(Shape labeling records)

##########

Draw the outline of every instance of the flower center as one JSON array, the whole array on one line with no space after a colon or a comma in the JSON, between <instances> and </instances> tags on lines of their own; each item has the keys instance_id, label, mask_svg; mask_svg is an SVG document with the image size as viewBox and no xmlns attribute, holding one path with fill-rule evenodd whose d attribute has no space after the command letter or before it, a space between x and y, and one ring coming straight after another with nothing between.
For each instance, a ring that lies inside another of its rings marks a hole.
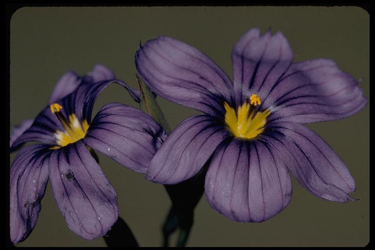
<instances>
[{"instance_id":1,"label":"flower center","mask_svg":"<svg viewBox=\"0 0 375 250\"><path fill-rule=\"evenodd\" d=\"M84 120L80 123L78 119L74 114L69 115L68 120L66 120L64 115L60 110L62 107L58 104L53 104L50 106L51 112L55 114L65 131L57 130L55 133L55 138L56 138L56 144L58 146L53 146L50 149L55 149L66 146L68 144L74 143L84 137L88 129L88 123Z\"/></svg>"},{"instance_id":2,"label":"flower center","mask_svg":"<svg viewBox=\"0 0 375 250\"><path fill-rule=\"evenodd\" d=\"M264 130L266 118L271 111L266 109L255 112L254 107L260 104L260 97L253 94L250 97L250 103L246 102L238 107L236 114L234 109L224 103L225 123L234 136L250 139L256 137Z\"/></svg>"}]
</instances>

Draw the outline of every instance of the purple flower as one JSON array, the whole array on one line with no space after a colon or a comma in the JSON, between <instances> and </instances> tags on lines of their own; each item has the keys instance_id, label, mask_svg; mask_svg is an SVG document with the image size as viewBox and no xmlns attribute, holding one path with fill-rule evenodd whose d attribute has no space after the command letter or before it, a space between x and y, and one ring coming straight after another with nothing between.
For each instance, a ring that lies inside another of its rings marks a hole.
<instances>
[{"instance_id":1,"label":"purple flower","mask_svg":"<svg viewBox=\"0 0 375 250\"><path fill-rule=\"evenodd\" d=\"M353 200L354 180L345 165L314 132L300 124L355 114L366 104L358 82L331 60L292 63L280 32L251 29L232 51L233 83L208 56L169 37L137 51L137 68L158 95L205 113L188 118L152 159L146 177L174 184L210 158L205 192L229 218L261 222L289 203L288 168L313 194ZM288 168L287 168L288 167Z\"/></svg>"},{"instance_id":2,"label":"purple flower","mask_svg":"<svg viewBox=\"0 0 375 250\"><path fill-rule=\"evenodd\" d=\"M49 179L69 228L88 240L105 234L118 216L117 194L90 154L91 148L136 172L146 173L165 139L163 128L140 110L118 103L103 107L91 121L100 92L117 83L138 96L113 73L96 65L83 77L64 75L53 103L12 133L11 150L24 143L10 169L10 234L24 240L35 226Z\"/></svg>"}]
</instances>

##########

What you are asked to do -
Copy the records above word for word, leaving out the picture.

Result for this exercise -
Draw the outline of every instance of the flower center as one JSON array, the whole array on one line with no space after a colon or a comma in the JSON, between <instances> and </instances> tags on lines of their own; each item has the keys instance_id, label, mask_svg; mask_svg is an SVG document with the image size as viewBox and no xmlns attribute, holding one path with fill-rule evenodd whose d attribute has no space after the command letter or before it, a space between x and y, and one ring coming straight after another with nothing between.
For each instance, a ring that lies inside another of its rings marks a hole.
<instances>
[{"instance_id":1,"label":"flower center","mask_svg":"<svg viewBox=\"0 0 375 250\"><path fill-rule=\"evenodd\" d=\"M84 120L80 123L78 119L74 114L69 115L68 120L66 120L64 115L60 110L62 107L58 104L53 104L50 106L51 112L55 114L65 131L57 130L55 133L55 138L56 138L56 144L58 146L53 146L50 149L55 149L66 146L68 144L74 143L84 137L88 129L88 123Z\"/></svg>"},{"instance_id":2,"label":"flower center","mask_svg":"<svg viewBox=\"0 0 375 250\"><path fill-rule=\"evenodd\" d=\"M264 130L266 118L271 111L266 109L255 112L254 107L260 104L260 97L253 94L250 97L250 103L246 102L238 107L236 114L234 109L224 103L225 123L234 136L250 139L256 137Z\"/></svg>"}]
</instances>

Draw the outline of every instance of the purple flower as one JSON array, the whole array on one line with no space after a colon or a comma in the JSON, between <instances> and </instances> tags on lines of their own; each item has the keys instance_id, label, mask_svg; mask_svg is an SVG document with the image size as viewBox and no xmlns attribute, holding one path with fill-rule evenodd whose d attribute has no space after the command letter or before it, a space between x and y, and one ring coming straight after another with nothing between.
For each instance, a ring that lies inside another of its rings marks a hole.
<instances>
[{"instance_id":1,"label":"purple flower","mask_svg":"<svg viewBox=\"0 0 375 250\"><path fill-rule=\"evenodd\" d=\"M353 200L354 180L345 165L314 132L300 124L355 114L366 104L358 82L331 60L292 63L280 32L251 29L232 51L233 83L208 56L169 37L137 51L137 68L158 95L205 113L188 118L152 159L146 177L174 184L210 158L205 192L229 218L261 222L289 203L288 168L313 194ZM288 168L287 168L288 167Z\"/></svg>"},{"instance_id":2,"label":"purple flower","mask_svg":"<svg viewBox=\"0 0 375 250\"><path fill-rule=\"evenodd\" d=\"M49 179L69 228L88 240L105 234L118 216L117 194L90 154L91 148L136 172L146 173L165 139L163 128L140 110L118 103L103 107L91 121L100 92L117 83L138 96L113 73L96 65L83 77L64 75L53 103L12 133L11 150L24 143L10 169L10 234L24 240L35 226Z\"/></svg>"}]
</instances>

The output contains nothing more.